• _TASK TO CARRY OUT_
Render the listing as a Markdown table with the columns Row and Listing line, starting at the line that contains "where the triangular" and continuing through the end of the listing. Number each row and leave out blank lines.

#####

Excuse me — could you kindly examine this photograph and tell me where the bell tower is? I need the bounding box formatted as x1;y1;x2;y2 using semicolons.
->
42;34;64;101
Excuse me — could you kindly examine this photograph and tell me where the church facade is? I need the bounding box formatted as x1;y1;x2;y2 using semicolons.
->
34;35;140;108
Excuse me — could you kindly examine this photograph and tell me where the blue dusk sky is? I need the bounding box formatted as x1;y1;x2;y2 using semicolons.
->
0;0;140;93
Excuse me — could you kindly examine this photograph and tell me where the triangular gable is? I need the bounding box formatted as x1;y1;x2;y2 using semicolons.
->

#####

• _TASK RESULT_
| Row | Listing line |
|---|---|
| 1 | Excuse me — could you kindly examine this photograph and tell me where the triangular gable is? I need the bounding box formatted as x1;y1;x2;y2 using semicolons. |
| 2 | -> |